Request
Pull out each line in the entries below that contains the word "poppy".

Data provided
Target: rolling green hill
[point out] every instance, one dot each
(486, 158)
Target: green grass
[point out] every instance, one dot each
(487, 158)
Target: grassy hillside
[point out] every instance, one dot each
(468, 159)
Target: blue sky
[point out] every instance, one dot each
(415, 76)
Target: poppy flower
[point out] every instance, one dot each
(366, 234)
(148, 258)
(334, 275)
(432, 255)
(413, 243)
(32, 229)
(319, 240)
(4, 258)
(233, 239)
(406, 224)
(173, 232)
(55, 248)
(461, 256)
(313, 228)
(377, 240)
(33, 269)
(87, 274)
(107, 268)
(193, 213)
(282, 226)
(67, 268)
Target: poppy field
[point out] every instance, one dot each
* * *
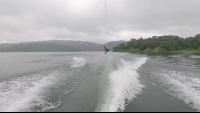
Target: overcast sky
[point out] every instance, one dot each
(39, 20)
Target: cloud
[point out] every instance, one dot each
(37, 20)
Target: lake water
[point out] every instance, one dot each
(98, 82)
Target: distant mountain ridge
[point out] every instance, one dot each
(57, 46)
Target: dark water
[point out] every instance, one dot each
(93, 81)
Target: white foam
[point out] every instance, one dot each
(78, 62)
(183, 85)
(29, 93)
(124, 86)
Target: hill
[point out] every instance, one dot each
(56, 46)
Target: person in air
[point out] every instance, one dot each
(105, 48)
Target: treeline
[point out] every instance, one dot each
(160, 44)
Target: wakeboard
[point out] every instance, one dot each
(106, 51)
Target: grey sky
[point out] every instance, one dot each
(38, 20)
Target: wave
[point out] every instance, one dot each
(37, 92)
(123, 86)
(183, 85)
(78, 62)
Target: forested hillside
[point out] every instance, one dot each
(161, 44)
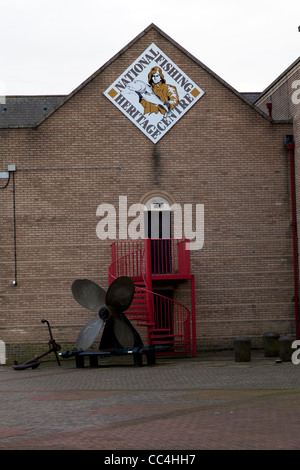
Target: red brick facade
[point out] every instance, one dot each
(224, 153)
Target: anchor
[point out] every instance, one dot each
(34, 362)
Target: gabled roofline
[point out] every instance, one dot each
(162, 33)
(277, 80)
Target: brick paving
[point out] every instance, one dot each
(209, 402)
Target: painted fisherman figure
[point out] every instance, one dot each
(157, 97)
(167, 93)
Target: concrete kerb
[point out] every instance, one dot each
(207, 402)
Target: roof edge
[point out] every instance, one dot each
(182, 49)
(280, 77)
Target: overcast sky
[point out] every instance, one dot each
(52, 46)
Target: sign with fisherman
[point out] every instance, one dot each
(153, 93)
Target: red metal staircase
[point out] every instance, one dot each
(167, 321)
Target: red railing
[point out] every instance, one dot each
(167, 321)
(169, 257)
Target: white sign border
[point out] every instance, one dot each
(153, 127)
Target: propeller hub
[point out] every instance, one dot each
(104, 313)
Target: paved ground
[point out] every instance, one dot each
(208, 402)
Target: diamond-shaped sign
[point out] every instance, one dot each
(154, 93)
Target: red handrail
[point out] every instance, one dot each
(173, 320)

Task output
Target: poppy flower
Target: poppy field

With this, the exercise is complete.